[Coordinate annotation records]
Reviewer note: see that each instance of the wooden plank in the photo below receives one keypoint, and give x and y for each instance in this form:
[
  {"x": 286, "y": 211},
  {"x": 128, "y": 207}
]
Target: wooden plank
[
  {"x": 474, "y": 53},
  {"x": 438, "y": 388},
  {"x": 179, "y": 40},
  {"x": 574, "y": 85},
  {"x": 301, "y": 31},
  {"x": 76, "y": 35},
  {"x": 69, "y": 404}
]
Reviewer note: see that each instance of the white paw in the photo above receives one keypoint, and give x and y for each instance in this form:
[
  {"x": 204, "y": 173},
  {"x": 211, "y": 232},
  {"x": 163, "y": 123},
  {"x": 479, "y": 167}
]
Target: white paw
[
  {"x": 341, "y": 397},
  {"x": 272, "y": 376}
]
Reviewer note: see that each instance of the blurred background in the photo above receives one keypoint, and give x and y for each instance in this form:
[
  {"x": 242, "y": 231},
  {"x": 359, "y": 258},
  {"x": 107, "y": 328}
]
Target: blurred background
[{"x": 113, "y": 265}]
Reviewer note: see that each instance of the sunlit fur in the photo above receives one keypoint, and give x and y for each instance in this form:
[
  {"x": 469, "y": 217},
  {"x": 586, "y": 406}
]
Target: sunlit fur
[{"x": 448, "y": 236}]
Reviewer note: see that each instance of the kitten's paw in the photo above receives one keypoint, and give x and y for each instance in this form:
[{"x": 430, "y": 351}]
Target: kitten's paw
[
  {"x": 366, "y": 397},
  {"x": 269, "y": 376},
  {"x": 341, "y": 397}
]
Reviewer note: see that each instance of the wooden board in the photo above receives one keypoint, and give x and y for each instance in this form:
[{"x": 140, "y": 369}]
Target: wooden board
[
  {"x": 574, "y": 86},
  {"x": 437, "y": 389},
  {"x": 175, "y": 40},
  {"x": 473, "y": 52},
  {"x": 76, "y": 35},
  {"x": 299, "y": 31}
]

◆ What to produce ◆
Could you output every line of the records, from the line containing "Reviewer note: see that each instance of the kitten's" through the end of the records, as a numbered list with blank lines omitted?

◆ The result ◆
1. Reviewer note: see that each instance of the kitten's paw in the photo above receives one keypoint, and give x and y for each instance in this form:
2. [{"x": 430, "y": 351}]
3. Target: kitten's paw
4. [
5.   {"x": 366, "y": 397},
6.   {"x": 269, "y": 376},
7.   {"x": 341, "y": 397}
8. ]
9. Reviewer note: see that each instance of the wooden board in the photo above receives one keypoint, and give x and y for each instance in this form:
10. [{"x": 140, "y": 369}]
11. Target: wooden board
12. [
13.   {"x": 574, "y": 86},
14.   {"x": 437, "y": 389},
15.   {"x": 175, "y": 40},
16.   {"x": 473, "y": 52},
17.   {"x": 76, "y": 35},
18.   {"x": 299, "y": 31}
19. ]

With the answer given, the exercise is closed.